* **COMPITI PROPOSTI**
1. Secondo il testo sulla molecola intelligente, su quale rivista è stato pubblicato lo studio?
2. Ricopia dal testo sulla molecola intelligente il passo che va da "Roma, 8 lug." fino a "rivista 'Nucleic Acid Research'." incluso.

* **TESTO DA ANALIZZARE**
————————

Roma, 8 lug. (AdnKronos Salute) - Un team di scienziati della Scuola Internazionale Superiore di Studi Avanzati (Sissa) di Trieste ha creato una molecola 'intelligente', che stimola i geni solo quando è necessario. Alcune malattie genetiche sorgono dall’attività deficitaria di alcuni geni, ecco che un enzima che amplifichi la trascrizione genica potrebbe essere una valida terapia in questi casi, a patto di non stimolare i geni a lavorare anche nelle parti sbagliate dell’organismo. Gli scienziati della Sissa, partendo da queste basi, hanno creato degli enzimi sintetici 'intelligenti', che distinguono i geni attivi da quelli spenti. Lo studio è stato pubblicato sulla rivista 'Nucleic Acid Research'.
"Abbiamo creato un enzima che è capace di 'vedere' la differenza e agire solo dove è opportuno - spiegano Antonello Mallamaci, professore della Sissa Trieste, che ha coordinato lo studio e Cristina Fimiani, studentessa della Sissa e prima autrice dell’articolo - Sono è bene sottolineare enzimi sintetici ibridi perché, a differenza di quelli biologici classici, che sono fatti quasi interamente da proteine, questi hanno una componente proteica, ma riconoscono il gene bersaglio tramite un'esca di Rna".

————————

* **DATI DI ORIGINE**

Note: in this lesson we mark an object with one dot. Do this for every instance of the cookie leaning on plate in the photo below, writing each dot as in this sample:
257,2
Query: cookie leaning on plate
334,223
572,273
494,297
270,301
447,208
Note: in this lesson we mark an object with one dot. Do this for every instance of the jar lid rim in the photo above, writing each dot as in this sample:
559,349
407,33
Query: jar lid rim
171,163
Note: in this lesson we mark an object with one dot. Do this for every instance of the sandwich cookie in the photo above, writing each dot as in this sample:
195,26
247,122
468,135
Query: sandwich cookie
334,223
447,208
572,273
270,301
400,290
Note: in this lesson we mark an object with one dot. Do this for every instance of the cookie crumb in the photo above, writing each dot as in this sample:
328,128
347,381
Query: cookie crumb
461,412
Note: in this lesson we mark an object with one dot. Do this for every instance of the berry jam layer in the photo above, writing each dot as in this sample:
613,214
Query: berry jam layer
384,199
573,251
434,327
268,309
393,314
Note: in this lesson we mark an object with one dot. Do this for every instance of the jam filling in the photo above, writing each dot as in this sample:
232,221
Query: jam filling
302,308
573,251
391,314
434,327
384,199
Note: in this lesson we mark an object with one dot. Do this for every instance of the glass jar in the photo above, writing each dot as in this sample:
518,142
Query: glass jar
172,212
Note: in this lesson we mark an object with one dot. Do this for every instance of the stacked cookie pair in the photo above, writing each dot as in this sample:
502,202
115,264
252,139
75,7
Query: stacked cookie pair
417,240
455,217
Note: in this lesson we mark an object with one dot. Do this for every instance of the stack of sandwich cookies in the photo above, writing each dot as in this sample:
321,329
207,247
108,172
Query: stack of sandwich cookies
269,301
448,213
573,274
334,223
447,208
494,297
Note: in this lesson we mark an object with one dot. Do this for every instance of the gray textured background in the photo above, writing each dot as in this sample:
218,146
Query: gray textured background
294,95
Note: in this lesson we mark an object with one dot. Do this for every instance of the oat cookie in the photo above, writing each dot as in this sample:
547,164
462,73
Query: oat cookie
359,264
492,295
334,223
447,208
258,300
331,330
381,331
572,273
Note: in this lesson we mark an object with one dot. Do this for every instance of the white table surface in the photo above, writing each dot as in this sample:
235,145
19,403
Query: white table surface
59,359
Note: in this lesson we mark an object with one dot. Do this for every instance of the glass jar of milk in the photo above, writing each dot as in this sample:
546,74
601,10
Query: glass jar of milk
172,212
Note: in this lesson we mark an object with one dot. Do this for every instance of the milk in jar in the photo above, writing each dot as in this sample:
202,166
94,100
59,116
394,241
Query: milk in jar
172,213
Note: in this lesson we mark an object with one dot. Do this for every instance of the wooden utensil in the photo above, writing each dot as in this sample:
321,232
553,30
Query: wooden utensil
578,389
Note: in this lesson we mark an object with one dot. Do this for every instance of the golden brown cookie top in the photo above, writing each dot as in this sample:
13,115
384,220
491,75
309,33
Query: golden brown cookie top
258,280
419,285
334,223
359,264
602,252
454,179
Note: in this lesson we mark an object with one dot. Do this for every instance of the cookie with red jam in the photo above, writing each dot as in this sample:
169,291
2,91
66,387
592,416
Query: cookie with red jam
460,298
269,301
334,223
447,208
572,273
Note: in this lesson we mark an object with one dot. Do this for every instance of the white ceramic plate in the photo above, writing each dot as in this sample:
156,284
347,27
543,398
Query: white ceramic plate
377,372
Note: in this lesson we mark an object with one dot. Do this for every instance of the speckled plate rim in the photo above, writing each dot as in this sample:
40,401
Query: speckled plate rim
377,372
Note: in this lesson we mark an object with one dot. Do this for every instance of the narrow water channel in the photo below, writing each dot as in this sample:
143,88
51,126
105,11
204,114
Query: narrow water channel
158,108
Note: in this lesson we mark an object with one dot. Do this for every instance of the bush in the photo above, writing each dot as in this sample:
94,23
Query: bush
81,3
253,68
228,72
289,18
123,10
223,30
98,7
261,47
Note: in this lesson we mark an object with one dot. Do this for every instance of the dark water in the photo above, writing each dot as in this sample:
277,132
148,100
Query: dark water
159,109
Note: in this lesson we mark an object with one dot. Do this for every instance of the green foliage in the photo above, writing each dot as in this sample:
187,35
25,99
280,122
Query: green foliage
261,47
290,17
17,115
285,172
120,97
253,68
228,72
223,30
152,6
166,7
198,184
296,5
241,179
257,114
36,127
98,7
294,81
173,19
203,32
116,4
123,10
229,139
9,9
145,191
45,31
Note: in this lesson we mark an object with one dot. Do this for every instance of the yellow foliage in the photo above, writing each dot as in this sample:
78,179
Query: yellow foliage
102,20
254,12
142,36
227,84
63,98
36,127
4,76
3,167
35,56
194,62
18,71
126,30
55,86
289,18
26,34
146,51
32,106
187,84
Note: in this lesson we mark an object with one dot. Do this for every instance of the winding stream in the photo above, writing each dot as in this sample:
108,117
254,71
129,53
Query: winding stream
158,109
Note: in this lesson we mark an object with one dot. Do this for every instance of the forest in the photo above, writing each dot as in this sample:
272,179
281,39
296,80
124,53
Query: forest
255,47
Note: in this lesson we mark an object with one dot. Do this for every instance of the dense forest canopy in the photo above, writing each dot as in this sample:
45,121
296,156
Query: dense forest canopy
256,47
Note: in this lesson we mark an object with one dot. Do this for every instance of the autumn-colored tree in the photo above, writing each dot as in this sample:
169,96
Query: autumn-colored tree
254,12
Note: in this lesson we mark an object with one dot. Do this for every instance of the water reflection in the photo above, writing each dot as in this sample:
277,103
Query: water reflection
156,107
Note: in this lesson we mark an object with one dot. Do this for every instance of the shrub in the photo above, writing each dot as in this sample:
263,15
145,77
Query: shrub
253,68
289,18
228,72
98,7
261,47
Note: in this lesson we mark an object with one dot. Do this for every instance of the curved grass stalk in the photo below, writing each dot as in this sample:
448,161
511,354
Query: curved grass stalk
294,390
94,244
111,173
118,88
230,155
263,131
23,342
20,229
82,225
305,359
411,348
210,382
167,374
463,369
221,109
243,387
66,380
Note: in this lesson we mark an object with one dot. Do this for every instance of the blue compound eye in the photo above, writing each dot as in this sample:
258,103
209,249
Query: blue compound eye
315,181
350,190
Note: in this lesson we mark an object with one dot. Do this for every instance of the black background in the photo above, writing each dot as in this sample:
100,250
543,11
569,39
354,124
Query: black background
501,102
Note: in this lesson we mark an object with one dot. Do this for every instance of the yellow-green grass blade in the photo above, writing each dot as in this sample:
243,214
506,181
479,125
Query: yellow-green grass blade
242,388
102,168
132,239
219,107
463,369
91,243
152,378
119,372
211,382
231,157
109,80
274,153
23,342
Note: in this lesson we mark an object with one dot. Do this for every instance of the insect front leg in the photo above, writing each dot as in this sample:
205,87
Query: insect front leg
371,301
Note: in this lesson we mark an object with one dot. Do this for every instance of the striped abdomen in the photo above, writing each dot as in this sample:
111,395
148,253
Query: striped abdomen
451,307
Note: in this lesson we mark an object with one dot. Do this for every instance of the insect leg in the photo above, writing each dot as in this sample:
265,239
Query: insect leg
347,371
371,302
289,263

————————

* **RISPOSTE PER COMPITO**
1. Sulla rivista 'Nucleic Acid Research'.

2.
Roma, 8 lug. (AdnKronos Salute) - Un team di scienziati della Scuola Internazionale Superiore di Studi Avanzati (Sissa) di Trieste ha creato una molecola 'intelligente', che stimola i geni solo quando è necessario. Alcune malattie genetiche sorgono dall’attività deficitaria di alcuni geni, ecco che un enzima che amplifichi la trascrizione genica potrebbe essere una valida terapia in questi casi, a patto di non stimolare i geni a lavorare anche nelle parti sbagliate dell’organismo. Gli scienziati della Sissa, partendo da queste basi, hanno creato degli enzimi sintetici 'intelligenti', che distinguono i geni attivi da quelli spenti. Lo studio è stato pubblicato sulla rivista 'Nucleic Acid Research'.